[Excerpted passage — start]
So in the meantime, we all need patience for the recovery process. It’s going to take more than a month for his wounds to heal.

Graduation #1

Sunday, May 11th, 2014

Another one of the blessings of Steve’s cardiac bypass surgery was the timing of it. Although his surgery was only three weeks ago, Steve was recovered enough to be able to go to our son’s graduation last week; the first of the three graduations happening for our family this May.

Ethan gets his diploma from the DLI. Even in formal dress uniform, he’s not immune to teasing from his sister. Jennifer especially liked his kicky beret.

On Thursday, we packed Steve, his pain meds and pillow and drove to Monterey for Ethan’s graduation ceremony from the Defense Language Institute (DLIFLC is the full acronym). The DLI is a pretty cool place because it is where every branch of the military sends their soldiers for language training; it doesn’t matter what rank you are, if you need to learn a language to do your job in the military, the DLI is where you are sent. Privates, lieutenants, Green Berets, sailors, Marine Special Ops, airmen…they are all there.

The length of time that a service member spends at the DLI is determined by the language they are learning. French and German are six month programs; Korean which Ethan was studying is an 18 month program. Eight hours a day of Korean in a class of about eight students…passing the proficiency test is as much a victory in overcoming the tedium of the program as it is in mastering the language.

As he told me at lunch after graduation: can he speak Korean? He’s not entirely sure. Can he run an academic marathon that at times seemed designed to suck the life out of him? That, he is absolutely sure he can do.

We are very proud of him.


Bypassing time together

Sunday, May 4th, 2014

We feel so blessed that that in the two weeks since Steve’s bypass surgery, there was never a crisis. We didn’t encounter any dramatic moments where we felt like we were in a Grey’s Anatomy episode – when things suddenly take a very scary turn and life hangs in the balance.

No, thank goodness. Steve’s recovery is just a slow progression toward less pain and more energy.

I’m sure if Steve’s post-op experience had been traumatic, I would feel differently – but as odd as this sounds, I’m going to look back on his heart surgery with a certain amount of fondness. Not that I ever want him to go through a repeat performance. One triple bypass per customer is quite enough.

So why am I getting all nostalgic about Steve’s surgery, when pre-op, I was pretty darn anxious about the whole thing?

Steve came home from the hospital on Tuesday, April 22, and I took the rest of the week off to be with him. The next five days were like a gift. Unlike typical weekends, that are jam-packed with errands and chores, my only task was to be with him. It would be giving me too much credit to call me a caregiver. Spending time with him and occasionally getting him something to eat or drink was so much easier and less demanding than my day usually is, that it was like a vacation.

I felt so much freedom knowing that what I needed to be doing during those days was just be with him. And the great thing is, it wasn’t like being with someone who is really sick and the anxiety that comes from watching their temperature moment by moment. Steve was weak but he wasn’t sick. He was uncomfortable but not in excruciating pain so he could be himself.  We sat on the couch and talked – we talked about the kids, food, redecorating, Syria, what is the difference between CYMK and RGB… our conversation rambled far and wide.

We have joked that we probably haven’t spent that much uninterrupted time together since our honeymoon 30 years ago.

Before Steve came home, a friend who has been through numerous health issues and knows whereof she speaks, gave me the advice to enjoy this precious time. When she told me that, I didn’t understand what she meant. I do now.

Now the challenge is how to recreate that kind of precious time without one of us spending three days in the ICU. We will work on that.
[Excerpted passage — finish]
Check your understanding:
1: Write out, word for word, the part of the blog excerpt that opens with the words containing "I felt so much" and closes with "far and wide.".
2: For each statement, say yes or no for whether it agrees with the blog excerpt, and quote the words from the excerpt that decide it. (a) Korean is an 18-month program at the DLI. (b) Steve came home from the hospital on Tuesday, April 22. (c) French and German are twelve-month programs at the DLI.
The records below come from a different source than the blog excerpt.
[Recorded data — start]
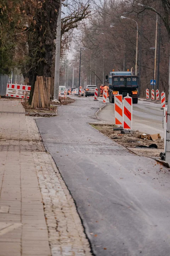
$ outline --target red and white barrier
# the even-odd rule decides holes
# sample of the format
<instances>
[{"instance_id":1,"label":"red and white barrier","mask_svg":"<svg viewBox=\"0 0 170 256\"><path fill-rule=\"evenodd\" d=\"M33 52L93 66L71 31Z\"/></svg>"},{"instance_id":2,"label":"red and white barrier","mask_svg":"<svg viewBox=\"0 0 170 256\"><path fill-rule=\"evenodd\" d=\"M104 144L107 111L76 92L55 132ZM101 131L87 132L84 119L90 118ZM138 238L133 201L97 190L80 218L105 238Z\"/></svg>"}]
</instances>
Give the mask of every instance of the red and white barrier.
[Recorded data — finish]
Results of the exercise:
1:
I felt so much freedom knowing that what I needed to be doing during those days was just be with him. And the great thing is, it wasn’t like being with someone who is really sick and the anxiety that comes from watching their temperature moment by moment. Steve was weak but he wasn’t sick. He was uncomfortable but not in excruciating pain so he could be himself.  We sat on the couch and talked – we talked about the kids, food, redecorating, Syria, what is the difference between CYMK and RGB… our conversation rambled far and wide.

2:
(a) Yes: "Korean which Ethan was studying is an 18 month program."
(b) Yes: "Steve came home from the hospital on Tuesday, April 22"
(c) No: "French and German are six month programs"